▶ [EXERCISE AIM]
In the records below, find each line containing the word "order" and copy it.

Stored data
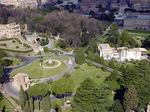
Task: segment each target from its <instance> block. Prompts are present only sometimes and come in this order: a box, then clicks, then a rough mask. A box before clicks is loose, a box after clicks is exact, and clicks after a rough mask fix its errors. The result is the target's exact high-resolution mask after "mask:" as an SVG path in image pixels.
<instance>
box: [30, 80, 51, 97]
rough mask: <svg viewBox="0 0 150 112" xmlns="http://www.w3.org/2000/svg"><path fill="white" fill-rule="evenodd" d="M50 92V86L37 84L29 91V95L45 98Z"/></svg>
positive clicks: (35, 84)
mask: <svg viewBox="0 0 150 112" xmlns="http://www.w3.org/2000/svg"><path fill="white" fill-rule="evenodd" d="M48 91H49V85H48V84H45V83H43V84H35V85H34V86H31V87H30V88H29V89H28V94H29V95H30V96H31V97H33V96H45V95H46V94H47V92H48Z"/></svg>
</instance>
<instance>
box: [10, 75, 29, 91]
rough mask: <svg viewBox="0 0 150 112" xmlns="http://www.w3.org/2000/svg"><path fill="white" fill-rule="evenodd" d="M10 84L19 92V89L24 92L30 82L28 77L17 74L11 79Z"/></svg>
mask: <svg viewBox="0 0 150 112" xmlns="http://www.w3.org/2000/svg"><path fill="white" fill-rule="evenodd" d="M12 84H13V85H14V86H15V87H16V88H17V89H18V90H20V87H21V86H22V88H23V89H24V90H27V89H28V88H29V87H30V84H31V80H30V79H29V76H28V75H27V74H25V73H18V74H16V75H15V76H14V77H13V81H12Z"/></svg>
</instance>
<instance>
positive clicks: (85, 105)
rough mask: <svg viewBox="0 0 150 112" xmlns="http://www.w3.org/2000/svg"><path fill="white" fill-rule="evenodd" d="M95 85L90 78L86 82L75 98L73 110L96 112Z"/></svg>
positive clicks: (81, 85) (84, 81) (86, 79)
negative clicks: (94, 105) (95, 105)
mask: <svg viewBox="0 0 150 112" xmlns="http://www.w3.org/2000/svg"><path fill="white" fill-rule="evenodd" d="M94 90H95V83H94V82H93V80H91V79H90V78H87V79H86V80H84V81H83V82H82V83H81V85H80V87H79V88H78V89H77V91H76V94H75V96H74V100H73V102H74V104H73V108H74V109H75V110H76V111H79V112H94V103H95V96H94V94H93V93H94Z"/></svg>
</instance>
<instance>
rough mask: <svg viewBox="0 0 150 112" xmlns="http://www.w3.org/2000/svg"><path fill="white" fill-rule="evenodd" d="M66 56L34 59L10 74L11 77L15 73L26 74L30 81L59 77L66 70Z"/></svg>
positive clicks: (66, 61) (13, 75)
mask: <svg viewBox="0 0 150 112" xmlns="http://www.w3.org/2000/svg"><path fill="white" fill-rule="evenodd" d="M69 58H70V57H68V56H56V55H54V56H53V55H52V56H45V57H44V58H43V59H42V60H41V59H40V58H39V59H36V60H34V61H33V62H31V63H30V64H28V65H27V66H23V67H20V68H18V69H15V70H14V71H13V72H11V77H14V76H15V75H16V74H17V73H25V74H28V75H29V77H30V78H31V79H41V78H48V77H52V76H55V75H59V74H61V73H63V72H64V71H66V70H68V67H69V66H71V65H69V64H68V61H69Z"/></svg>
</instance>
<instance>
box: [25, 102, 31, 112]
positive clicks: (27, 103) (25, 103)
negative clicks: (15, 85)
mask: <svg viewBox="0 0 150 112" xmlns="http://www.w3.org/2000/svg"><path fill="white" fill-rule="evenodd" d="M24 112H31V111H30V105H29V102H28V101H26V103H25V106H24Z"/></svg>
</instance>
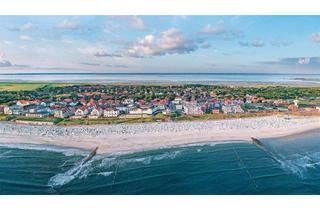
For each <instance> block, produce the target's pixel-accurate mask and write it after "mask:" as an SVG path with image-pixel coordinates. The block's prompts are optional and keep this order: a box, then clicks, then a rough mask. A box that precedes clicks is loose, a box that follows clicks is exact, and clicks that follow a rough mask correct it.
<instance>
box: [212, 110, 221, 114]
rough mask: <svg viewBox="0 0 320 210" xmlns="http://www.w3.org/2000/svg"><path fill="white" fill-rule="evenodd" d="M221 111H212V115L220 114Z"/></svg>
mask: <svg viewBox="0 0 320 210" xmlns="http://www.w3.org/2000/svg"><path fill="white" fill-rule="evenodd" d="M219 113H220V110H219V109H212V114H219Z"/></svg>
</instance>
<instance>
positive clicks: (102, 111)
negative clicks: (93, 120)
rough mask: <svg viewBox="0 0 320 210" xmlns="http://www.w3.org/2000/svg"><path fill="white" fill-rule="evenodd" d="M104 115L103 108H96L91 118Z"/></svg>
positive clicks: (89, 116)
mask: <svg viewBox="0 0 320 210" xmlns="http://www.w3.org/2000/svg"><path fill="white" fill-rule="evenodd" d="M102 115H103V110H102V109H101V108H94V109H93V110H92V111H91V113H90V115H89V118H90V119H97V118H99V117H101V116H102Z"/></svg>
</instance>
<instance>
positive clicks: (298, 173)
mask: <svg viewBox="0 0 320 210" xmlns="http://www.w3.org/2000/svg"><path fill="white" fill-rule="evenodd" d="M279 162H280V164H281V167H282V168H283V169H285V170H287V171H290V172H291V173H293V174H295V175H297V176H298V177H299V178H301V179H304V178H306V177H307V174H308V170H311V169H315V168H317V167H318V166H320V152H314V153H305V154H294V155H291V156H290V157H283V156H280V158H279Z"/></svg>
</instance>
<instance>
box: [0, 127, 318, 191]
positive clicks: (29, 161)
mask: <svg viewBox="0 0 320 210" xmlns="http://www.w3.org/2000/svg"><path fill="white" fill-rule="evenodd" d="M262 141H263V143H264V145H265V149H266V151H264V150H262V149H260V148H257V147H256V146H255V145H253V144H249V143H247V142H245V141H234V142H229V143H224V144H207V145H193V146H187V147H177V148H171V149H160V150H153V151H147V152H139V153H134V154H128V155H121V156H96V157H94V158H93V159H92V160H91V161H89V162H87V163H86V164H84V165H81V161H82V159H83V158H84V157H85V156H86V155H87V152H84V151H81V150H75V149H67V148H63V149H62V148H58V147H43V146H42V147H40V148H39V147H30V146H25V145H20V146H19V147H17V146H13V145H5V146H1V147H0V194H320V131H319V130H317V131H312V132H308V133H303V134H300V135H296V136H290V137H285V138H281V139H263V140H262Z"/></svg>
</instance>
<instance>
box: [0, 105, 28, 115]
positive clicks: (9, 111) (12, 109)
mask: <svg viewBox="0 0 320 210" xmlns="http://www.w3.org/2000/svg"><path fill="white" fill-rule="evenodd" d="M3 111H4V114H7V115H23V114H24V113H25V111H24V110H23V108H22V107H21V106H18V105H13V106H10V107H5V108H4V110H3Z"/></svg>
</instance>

▶ [EXERCISE RESULT]
Task: segment each target from its <instance> block. Prompts are present only sometimes and come in this order: a box, then clicks, then a rough mask. A box before clicks is loose, a box after clicks is exact, and clicks after a rough mask fix its errors. The result is the target's exact high-resolution mask after "mask:" as an SVG path in image pixels.
For each <instance> block, produce the target's pixel-accurate mask and write it after "mask:" as an SVG path with image-pixel coordinates. The block's prompts are optional and keep this order: a box, then clicks, then a rough mask. A box that precedes clicks is loose, a box that follows clicks is exact, and clicks that follow a rough mask correct it.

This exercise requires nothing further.